With the line containing "Target: apron shoulder strap" as the start and the line containing "island in the picture above." as the end, transcribe that span of the entries below exactly, including both.

+-------+

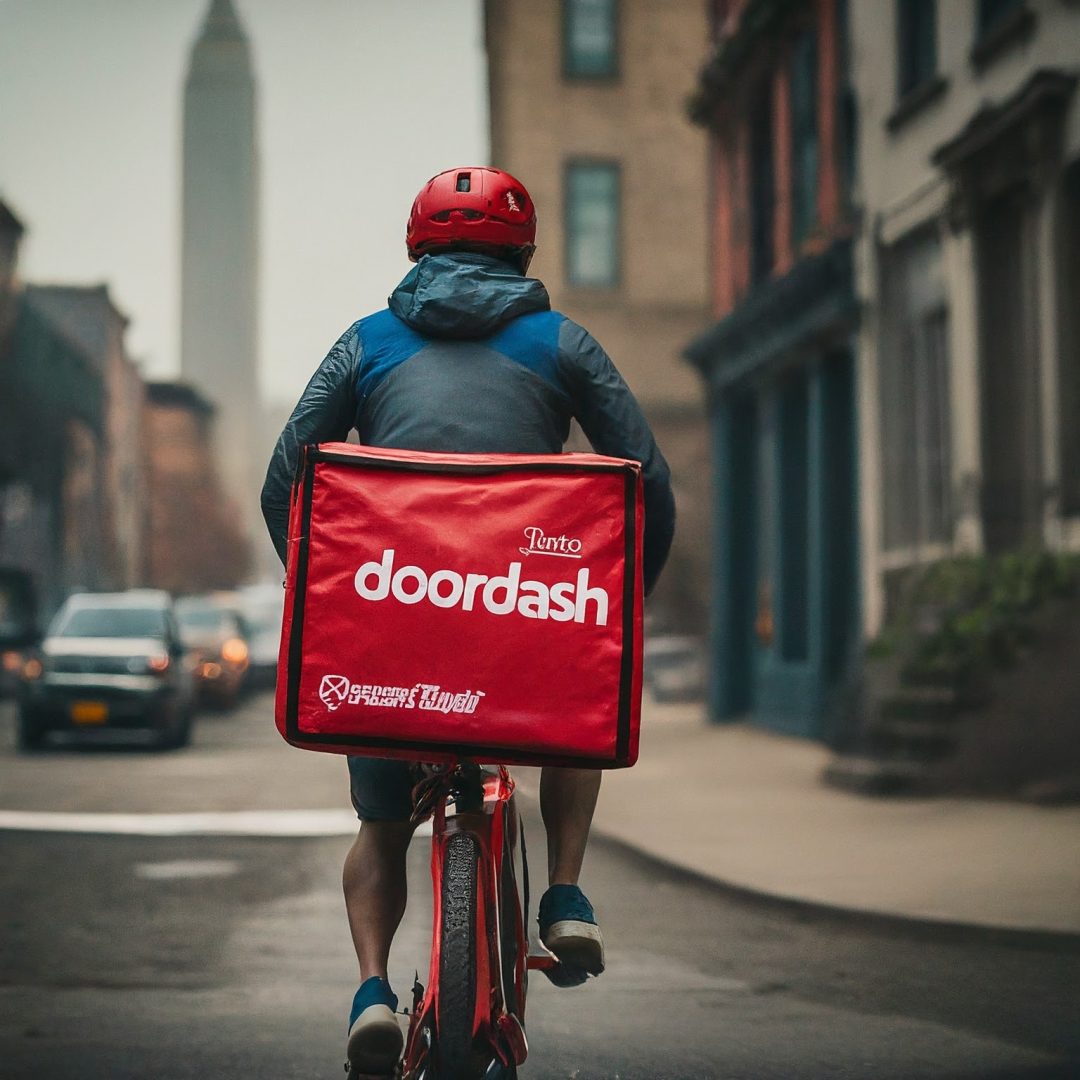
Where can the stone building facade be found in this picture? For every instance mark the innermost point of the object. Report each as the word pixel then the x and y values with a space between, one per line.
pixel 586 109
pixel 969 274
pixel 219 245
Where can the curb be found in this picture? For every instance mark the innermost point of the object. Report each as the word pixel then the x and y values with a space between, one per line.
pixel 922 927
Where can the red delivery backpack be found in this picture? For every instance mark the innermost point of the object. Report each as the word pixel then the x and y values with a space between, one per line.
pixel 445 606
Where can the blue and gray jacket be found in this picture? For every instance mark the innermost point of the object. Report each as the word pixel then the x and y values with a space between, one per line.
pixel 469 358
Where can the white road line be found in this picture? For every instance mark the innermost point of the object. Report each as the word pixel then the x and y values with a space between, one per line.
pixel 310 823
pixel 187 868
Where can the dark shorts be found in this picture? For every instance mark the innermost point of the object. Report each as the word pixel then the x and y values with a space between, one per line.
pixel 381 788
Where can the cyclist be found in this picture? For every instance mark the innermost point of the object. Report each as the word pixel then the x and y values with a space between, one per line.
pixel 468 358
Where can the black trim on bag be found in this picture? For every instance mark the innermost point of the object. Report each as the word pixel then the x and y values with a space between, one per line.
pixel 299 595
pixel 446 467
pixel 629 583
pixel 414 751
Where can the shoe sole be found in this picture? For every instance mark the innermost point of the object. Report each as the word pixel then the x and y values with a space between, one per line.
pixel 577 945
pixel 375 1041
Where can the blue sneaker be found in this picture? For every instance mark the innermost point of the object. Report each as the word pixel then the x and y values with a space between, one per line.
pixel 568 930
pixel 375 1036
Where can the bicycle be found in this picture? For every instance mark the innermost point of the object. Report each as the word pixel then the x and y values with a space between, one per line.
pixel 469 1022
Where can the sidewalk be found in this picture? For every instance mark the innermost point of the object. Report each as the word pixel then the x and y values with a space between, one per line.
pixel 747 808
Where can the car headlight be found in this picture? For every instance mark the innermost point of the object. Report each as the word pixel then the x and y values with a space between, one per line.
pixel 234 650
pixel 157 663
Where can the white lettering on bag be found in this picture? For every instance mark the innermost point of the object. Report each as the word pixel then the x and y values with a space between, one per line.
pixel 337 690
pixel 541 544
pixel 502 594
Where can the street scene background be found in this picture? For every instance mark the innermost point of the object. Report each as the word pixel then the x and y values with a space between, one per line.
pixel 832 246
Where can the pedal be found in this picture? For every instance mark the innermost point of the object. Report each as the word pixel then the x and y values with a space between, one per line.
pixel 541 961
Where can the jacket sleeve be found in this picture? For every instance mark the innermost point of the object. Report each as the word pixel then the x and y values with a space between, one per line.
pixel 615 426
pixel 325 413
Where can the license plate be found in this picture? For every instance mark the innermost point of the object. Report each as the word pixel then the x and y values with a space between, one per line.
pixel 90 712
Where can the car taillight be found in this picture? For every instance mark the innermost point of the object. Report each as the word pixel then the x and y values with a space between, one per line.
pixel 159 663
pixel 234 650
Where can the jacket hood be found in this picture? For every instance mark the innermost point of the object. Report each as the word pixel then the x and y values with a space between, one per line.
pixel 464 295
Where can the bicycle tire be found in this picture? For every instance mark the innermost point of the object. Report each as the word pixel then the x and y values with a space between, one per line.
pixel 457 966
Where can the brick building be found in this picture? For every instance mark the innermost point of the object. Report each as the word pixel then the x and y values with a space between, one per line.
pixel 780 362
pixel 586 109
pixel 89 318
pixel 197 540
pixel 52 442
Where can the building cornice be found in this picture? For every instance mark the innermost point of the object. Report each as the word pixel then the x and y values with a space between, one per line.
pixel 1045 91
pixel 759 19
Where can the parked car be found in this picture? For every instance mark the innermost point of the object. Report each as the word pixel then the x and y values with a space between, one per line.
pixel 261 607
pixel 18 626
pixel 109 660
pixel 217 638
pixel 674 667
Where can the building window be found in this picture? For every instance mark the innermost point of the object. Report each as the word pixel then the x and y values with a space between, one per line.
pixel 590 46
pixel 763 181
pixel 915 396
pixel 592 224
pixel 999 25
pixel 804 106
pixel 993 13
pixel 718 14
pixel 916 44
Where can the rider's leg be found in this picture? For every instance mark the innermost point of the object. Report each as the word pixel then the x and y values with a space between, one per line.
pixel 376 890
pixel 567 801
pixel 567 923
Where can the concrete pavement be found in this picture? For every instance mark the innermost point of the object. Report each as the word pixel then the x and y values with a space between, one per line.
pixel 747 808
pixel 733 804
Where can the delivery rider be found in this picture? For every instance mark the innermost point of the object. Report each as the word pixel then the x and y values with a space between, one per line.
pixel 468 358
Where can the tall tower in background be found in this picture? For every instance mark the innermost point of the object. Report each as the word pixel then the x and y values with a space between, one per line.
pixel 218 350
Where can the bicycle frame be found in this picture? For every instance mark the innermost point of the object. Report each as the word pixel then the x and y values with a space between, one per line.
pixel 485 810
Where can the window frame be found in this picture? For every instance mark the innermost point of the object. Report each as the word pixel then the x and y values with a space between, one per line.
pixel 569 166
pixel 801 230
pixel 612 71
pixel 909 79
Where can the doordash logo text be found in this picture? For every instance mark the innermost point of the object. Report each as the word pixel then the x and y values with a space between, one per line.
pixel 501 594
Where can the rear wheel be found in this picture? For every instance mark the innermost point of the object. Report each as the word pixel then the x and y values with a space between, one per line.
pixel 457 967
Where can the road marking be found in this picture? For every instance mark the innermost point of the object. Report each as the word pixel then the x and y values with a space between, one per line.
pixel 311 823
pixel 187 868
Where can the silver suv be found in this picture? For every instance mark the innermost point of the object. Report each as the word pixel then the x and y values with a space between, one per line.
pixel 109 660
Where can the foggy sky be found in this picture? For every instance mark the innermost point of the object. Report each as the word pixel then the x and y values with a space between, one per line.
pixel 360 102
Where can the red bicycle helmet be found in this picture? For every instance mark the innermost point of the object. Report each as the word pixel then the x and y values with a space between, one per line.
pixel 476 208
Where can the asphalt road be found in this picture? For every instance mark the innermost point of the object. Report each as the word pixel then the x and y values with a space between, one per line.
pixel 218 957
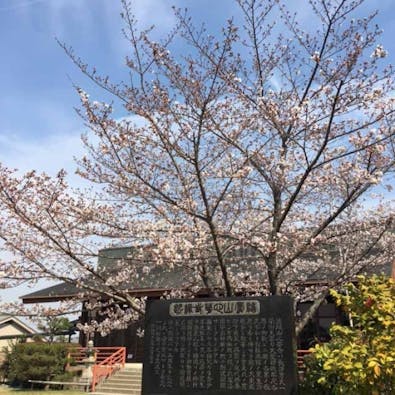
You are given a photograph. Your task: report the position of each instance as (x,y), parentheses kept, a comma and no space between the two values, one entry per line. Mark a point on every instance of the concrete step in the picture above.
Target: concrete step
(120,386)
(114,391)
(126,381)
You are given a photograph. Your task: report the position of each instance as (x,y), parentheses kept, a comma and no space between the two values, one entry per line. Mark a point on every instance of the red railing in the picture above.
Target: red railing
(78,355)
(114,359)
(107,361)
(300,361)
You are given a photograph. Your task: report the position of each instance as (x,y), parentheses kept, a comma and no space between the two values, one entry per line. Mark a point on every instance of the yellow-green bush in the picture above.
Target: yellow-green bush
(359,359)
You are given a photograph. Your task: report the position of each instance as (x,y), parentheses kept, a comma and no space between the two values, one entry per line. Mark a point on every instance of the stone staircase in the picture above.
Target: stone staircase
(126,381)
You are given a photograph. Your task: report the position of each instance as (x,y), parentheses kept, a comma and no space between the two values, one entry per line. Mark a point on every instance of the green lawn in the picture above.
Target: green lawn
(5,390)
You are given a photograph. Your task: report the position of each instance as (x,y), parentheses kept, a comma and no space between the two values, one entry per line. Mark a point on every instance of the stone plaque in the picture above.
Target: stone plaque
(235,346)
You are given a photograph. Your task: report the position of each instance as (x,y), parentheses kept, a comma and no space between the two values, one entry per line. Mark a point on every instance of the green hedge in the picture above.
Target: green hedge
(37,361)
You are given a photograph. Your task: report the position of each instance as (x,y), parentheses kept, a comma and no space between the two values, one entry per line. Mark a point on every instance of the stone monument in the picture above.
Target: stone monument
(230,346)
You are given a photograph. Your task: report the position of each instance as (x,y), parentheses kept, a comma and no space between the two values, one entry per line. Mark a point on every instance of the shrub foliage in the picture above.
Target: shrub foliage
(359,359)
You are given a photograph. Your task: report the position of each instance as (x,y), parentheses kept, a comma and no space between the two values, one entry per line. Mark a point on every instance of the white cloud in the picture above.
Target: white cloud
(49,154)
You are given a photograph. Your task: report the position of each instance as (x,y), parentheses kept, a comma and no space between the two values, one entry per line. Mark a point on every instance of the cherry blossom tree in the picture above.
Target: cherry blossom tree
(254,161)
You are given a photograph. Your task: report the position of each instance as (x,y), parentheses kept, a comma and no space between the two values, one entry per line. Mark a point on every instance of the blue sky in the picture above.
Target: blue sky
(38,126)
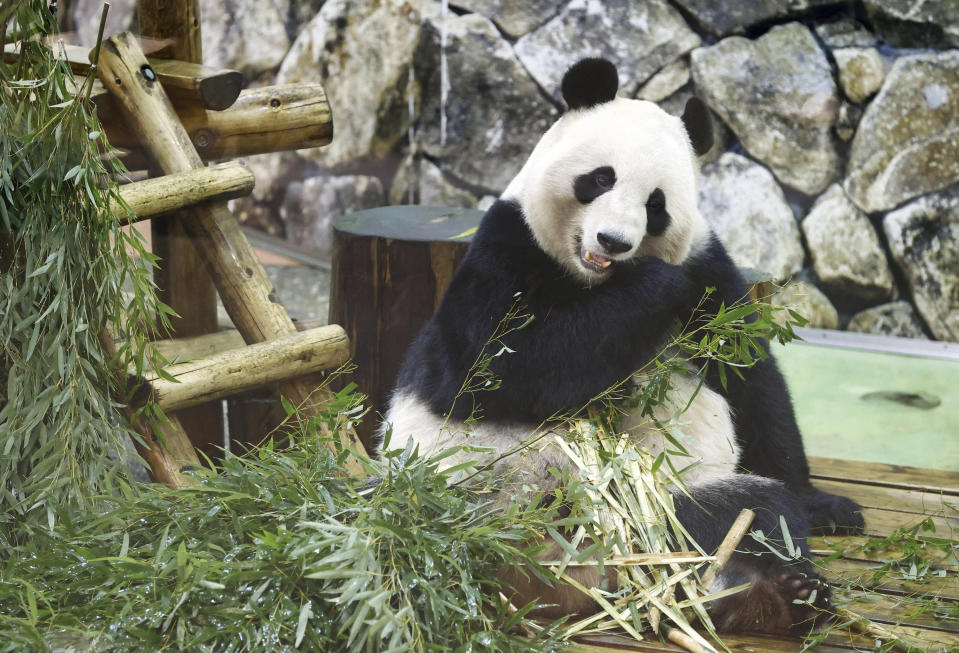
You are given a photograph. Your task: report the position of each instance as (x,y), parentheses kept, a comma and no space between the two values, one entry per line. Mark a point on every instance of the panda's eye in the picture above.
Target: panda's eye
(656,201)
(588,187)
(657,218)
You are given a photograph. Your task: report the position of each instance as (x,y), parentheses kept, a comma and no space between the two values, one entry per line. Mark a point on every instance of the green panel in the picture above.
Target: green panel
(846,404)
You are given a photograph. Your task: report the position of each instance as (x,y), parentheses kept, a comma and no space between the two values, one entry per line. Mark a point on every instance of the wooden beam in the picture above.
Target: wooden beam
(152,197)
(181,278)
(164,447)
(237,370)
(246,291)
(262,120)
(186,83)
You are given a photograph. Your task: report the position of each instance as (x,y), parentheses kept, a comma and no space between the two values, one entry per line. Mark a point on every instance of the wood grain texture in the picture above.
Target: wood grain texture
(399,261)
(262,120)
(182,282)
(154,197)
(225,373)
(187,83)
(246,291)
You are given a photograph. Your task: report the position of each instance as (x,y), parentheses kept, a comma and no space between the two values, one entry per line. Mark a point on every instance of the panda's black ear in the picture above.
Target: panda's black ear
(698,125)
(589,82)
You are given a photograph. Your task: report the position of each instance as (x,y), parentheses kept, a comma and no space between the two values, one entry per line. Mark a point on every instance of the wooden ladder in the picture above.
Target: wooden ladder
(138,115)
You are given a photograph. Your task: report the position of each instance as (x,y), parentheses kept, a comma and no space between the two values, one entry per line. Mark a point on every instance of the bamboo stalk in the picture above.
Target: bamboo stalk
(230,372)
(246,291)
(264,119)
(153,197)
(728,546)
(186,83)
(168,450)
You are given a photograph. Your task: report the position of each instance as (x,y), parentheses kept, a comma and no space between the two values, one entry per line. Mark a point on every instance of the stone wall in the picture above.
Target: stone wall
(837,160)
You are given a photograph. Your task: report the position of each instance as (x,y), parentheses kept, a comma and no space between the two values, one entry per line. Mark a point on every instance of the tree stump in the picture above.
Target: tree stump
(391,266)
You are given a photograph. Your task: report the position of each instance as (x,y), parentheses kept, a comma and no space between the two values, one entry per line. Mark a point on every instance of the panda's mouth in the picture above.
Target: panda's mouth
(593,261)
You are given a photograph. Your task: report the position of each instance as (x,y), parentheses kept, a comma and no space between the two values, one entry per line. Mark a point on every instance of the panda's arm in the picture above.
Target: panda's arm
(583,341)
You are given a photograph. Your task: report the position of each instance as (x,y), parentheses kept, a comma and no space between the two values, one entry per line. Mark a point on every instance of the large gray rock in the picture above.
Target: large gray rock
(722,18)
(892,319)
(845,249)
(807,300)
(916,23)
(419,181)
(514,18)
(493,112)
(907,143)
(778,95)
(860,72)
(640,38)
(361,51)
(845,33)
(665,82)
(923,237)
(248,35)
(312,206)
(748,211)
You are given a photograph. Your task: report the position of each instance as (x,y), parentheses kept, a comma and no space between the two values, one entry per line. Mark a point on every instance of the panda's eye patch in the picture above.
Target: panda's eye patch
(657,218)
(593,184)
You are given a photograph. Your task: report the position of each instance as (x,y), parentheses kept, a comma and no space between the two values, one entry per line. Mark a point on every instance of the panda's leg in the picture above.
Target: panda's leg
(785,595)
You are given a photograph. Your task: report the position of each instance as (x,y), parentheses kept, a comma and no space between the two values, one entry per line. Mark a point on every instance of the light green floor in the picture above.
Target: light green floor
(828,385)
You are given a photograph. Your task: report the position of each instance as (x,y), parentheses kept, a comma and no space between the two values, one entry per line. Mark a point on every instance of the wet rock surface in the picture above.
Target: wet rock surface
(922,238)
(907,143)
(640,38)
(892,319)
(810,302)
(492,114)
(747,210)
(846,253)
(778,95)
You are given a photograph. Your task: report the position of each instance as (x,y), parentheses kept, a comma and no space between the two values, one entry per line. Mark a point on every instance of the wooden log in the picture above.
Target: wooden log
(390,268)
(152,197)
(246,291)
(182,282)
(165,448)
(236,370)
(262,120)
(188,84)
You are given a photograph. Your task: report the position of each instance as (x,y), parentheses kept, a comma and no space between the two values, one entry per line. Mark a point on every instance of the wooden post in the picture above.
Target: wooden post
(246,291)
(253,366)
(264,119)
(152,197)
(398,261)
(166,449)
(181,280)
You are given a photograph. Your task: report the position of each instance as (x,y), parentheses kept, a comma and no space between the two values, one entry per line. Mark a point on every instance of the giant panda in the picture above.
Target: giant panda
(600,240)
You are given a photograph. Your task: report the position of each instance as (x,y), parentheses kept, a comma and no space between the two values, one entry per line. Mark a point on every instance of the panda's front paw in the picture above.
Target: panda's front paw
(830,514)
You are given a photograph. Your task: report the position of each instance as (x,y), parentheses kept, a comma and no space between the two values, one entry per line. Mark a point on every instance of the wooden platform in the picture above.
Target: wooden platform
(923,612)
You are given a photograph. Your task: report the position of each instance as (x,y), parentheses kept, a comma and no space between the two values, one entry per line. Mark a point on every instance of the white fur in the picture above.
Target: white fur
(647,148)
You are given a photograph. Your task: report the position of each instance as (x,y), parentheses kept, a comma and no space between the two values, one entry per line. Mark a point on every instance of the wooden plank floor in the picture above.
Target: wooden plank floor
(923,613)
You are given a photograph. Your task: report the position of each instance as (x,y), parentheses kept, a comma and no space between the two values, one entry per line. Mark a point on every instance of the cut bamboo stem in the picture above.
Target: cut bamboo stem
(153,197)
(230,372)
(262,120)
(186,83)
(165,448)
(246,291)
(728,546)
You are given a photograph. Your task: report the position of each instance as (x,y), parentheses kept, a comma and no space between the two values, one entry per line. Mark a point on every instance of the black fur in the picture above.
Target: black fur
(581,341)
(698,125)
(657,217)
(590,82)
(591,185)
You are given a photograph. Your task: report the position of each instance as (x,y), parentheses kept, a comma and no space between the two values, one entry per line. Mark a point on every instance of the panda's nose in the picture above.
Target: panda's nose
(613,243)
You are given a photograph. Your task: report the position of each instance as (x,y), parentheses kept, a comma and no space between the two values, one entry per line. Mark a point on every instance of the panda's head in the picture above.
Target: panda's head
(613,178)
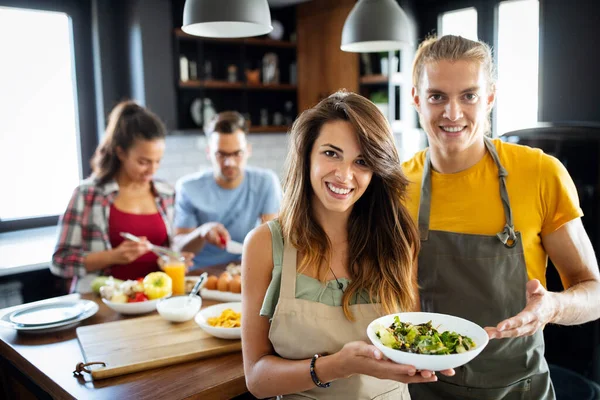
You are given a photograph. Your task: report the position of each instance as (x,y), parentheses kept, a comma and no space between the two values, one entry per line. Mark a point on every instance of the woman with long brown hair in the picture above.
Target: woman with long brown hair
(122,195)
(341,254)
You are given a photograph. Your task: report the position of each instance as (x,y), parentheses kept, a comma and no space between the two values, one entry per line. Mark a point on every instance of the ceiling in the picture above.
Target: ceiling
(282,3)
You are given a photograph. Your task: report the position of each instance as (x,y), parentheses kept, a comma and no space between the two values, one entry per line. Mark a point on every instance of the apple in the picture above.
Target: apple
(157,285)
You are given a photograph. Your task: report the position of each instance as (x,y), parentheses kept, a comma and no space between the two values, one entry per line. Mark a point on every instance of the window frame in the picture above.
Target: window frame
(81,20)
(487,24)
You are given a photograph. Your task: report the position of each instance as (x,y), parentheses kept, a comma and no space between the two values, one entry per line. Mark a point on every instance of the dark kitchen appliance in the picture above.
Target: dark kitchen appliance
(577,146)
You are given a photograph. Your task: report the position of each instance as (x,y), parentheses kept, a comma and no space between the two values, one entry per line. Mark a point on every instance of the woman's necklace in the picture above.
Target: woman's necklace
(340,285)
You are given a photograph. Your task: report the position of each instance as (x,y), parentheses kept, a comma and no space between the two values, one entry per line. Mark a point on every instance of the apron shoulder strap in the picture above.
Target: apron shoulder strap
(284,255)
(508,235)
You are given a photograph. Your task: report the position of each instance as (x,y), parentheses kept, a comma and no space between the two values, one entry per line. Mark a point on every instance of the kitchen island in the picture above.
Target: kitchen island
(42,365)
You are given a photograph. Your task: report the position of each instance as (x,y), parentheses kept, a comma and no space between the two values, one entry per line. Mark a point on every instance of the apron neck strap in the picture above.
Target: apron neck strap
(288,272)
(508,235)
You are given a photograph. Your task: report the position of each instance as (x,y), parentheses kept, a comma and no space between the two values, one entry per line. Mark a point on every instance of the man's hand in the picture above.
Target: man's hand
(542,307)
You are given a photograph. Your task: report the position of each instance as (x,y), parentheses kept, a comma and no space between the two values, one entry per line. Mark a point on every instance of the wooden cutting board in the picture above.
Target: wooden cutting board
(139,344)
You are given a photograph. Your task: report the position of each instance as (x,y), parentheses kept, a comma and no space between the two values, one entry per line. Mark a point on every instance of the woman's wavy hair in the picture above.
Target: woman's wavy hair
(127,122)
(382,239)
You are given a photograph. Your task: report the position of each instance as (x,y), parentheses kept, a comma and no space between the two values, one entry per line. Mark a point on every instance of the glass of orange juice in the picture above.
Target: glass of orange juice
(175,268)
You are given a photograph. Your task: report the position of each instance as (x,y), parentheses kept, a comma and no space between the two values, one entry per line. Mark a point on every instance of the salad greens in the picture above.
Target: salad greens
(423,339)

+-------+

* [ANSWER TO THE EXERCISE]
Target: apron shoulder strap
(284,255)
(508,235)
You are given a photograph. Your task: report the position of each instance as (x,y), parentheses kept, a comma and no space between the two values, one entry per line. Mark a point on every instance of the kitchen island in the picture above.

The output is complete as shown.